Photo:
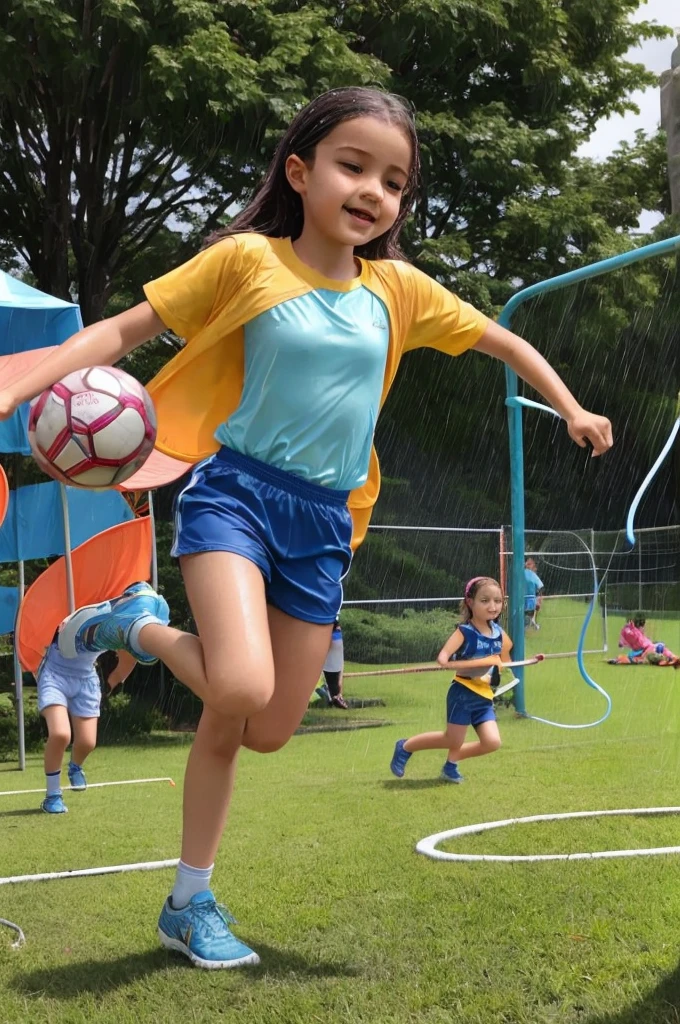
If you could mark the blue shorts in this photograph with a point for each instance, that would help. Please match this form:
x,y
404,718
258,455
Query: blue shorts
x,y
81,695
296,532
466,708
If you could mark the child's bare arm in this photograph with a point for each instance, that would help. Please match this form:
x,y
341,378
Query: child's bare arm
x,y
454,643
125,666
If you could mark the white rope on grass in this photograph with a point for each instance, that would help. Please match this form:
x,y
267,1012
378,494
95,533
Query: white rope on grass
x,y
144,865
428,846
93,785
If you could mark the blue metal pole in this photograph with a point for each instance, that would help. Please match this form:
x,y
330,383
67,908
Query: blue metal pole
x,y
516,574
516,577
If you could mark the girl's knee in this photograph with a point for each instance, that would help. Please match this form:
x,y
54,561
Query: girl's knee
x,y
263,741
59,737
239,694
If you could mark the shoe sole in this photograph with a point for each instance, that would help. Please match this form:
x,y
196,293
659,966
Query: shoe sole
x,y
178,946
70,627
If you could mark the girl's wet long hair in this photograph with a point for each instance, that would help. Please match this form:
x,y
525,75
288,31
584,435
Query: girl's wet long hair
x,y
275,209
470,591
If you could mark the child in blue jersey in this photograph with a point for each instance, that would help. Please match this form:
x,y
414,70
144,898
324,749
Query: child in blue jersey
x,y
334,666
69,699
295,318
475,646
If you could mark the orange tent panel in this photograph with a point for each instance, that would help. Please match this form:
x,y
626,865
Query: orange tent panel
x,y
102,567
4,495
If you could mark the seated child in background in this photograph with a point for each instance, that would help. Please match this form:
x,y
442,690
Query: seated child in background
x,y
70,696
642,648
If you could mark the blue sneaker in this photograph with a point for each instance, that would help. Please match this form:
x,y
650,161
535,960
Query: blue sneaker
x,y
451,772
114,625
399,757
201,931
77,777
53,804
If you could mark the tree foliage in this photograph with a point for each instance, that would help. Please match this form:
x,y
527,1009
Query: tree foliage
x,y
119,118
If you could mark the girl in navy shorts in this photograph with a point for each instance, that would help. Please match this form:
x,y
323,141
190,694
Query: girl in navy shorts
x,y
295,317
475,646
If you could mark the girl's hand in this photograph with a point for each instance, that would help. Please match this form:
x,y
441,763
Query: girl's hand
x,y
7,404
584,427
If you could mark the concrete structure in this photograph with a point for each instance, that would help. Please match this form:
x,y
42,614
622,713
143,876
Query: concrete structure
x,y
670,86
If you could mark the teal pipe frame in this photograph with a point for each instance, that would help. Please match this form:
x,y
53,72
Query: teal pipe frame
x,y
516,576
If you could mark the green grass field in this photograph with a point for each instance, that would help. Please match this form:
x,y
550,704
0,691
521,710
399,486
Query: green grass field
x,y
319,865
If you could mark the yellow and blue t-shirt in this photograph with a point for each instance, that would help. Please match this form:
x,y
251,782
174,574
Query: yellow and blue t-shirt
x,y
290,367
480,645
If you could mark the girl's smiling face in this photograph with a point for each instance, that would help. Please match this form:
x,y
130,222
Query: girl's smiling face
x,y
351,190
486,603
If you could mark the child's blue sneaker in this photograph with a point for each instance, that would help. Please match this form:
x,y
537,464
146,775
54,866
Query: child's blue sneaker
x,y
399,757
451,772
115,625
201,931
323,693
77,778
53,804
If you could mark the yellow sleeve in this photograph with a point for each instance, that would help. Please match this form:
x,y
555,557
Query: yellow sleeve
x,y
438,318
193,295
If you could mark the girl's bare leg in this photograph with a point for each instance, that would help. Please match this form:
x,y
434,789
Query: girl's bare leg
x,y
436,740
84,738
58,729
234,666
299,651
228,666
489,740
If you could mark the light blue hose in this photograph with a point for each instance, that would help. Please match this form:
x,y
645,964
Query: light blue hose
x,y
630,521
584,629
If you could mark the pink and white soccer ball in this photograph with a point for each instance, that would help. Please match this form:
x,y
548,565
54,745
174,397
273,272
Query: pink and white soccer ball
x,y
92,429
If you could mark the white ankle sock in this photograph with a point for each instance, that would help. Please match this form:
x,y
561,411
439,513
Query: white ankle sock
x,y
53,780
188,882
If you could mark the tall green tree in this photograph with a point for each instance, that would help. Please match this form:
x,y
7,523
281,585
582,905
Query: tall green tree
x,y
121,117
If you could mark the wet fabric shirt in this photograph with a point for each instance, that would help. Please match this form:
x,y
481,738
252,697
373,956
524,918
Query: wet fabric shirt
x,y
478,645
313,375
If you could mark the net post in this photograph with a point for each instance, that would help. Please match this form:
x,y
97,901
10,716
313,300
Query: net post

---+---

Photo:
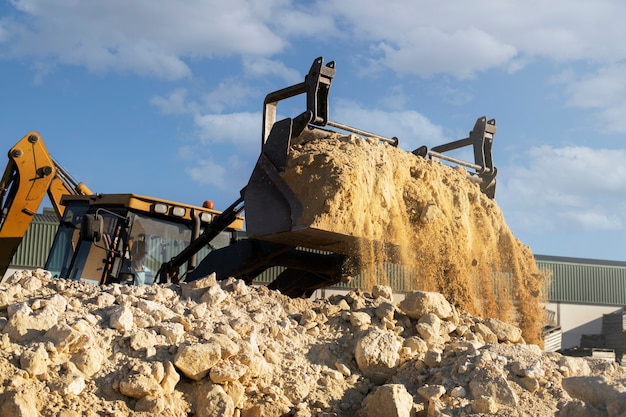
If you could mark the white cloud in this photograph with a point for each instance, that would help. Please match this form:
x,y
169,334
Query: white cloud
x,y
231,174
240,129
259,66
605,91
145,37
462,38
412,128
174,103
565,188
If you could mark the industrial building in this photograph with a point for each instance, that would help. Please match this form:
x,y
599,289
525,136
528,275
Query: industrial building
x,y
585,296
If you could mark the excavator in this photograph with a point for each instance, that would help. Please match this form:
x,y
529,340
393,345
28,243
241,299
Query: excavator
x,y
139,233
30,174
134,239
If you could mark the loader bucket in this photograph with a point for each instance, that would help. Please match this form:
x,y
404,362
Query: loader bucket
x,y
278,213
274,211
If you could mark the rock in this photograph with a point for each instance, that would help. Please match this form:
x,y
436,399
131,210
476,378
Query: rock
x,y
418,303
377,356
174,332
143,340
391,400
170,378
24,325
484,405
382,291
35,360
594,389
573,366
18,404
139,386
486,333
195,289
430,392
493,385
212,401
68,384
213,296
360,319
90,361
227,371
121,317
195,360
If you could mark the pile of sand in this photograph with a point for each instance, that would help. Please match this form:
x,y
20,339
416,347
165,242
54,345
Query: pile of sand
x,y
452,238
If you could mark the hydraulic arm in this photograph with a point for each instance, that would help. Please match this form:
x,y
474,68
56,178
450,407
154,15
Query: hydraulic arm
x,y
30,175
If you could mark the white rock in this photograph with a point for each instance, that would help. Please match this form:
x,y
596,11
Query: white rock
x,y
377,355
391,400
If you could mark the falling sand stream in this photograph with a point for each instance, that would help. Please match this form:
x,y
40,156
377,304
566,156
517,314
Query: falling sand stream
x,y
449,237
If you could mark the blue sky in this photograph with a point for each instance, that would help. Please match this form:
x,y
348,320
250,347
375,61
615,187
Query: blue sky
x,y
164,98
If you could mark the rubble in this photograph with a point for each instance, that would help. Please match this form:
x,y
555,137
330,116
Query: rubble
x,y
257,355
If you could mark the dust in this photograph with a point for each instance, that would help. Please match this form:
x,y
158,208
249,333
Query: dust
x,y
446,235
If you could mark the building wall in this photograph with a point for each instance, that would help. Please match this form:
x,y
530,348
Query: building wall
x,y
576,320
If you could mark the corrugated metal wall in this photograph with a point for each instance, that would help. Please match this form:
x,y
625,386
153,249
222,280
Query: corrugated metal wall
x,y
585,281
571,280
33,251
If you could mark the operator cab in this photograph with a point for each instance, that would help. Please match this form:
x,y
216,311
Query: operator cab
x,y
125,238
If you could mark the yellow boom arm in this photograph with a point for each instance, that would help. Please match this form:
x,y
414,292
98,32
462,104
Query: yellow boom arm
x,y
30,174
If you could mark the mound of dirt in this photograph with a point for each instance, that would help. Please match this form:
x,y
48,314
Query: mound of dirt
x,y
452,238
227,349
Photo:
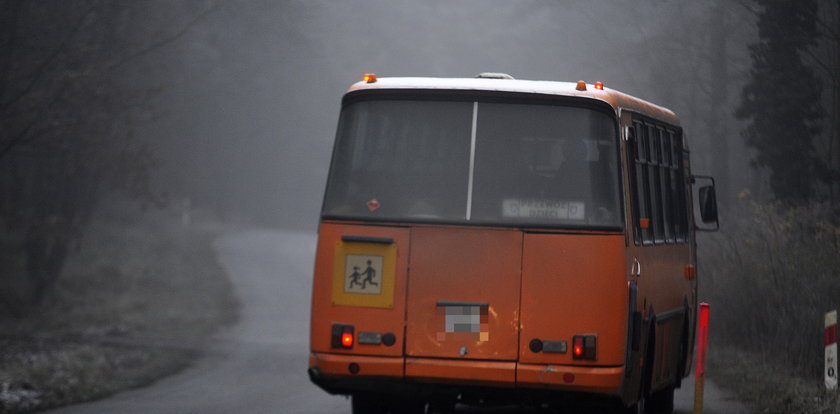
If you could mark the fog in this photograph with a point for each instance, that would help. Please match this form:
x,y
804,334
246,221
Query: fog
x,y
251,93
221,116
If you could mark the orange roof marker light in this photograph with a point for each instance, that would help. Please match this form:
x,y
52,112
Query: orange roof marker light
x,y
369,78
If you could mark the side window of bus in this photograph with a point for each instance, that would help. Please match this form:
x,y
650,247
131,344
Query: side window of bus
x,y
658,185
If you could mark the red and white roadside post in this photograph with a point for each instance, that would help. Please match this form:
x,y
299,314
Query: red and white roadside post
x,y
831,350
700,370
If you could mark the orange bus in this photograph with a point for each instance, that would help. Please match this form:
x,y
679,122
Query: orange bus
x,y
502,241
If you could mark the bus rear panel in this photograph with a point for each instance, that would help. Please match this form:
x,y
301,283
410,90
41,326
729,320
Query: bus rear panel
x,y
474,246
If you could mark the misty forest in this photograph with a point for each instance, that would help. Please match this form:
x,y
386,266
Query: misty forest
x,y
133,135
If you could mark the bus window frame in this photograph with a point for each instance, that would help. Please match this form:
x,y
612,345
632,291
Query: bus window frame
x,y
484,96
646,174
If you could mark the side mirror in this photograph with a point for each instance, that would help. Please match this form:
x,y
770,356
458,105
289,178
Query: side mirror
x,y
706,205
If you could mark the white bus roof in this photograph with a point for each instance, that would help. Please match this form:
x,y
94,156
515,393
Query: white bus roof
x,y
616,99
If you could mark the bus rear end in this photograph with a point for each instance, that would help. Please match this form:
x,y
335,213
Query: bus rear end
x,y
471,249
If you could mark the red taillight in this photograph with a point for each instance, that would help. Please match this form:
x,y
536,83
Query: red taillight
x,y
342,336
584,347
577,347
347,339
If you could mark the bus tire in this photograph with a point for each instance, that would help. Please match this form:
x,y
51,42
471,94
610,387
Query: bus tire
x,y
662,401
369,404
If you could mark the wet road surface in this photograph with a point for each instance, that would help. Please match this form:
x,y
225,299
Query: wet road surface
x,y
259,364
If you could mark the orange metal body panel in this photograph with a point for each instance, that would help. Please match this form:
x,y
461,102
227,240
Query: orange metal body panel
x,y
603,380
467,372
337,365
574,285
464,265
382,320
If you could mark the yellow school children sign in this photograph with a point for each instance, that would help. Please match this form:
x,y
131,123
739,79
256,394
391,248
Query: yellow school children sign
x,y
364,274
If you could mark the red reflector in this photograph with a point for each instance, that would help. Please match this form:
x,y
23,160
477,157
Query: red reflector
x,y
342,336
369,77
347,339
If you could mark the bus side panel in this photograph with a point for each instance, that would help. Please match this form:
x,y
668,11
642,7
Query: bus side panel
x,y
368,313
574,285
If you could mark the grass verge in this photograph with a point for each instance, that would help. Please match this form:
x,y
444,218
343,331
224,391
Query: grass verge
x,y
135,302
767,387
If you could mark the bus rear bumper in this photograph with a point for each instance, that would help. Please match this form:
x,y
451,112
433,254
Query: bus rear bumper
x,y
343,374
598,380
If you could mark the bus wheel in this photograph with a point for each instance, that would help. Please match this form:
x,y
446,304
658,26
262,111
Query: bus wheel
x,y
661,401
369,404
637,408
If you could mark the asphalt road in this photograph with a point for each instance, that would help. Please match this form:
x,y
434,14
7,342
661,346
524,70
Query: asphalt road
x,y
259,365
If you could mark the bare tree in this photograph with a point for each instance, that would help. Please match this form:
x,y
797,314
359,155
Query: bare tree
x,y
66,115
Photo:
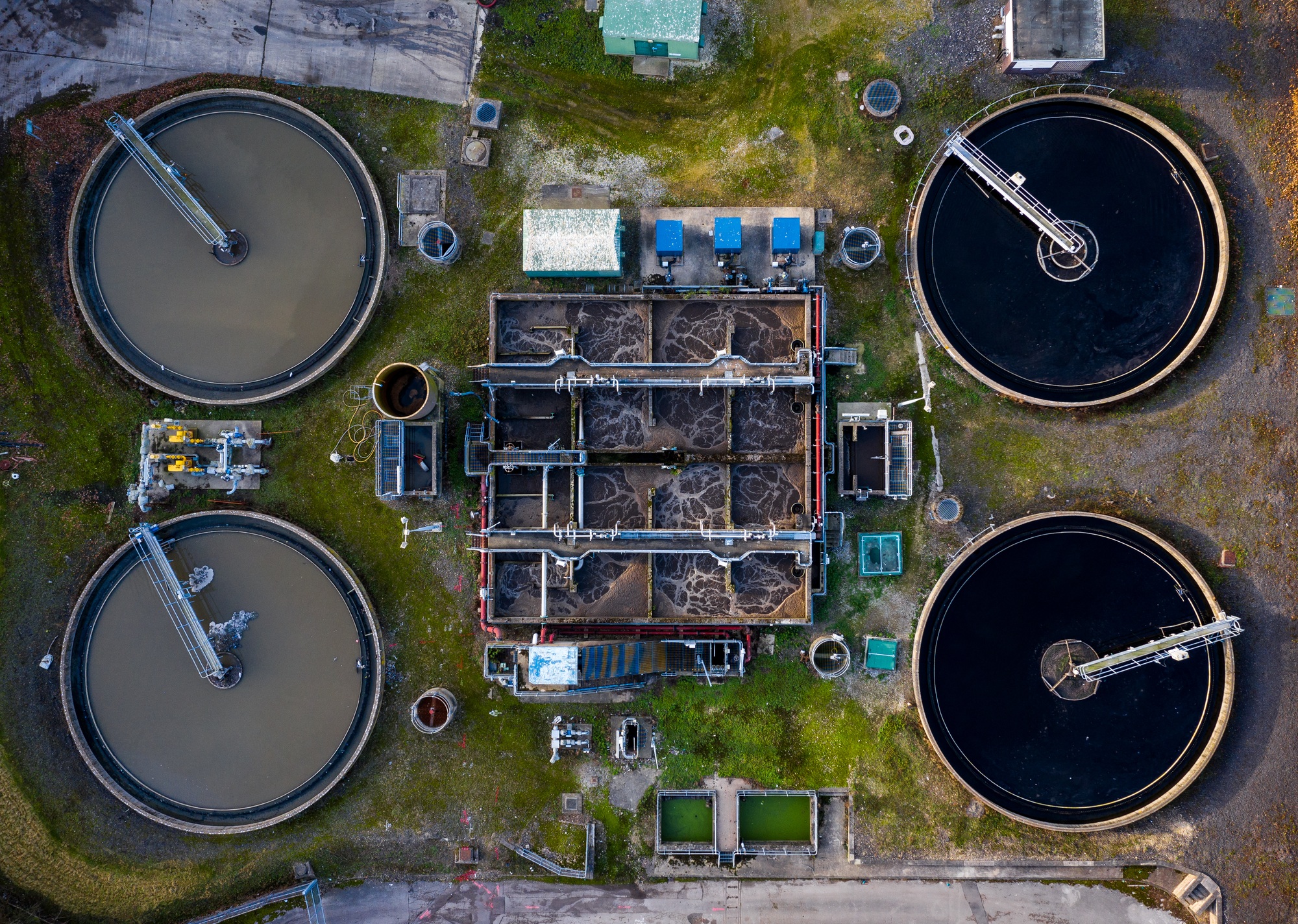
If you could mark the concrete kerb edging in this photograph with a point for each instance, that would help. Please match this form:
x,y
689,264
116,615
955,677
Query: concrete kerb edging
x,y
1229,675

---+---

Görev koşulları => Yukarıdaki kayıtlardan "foliage" sözcüğünün geçtiği her satırı çıkarın.

Çözümlü alıştırma =>
If you could mark the tree foliage in this photograph with a point for each instance, that would help. Please match this form:
Query: tree foliage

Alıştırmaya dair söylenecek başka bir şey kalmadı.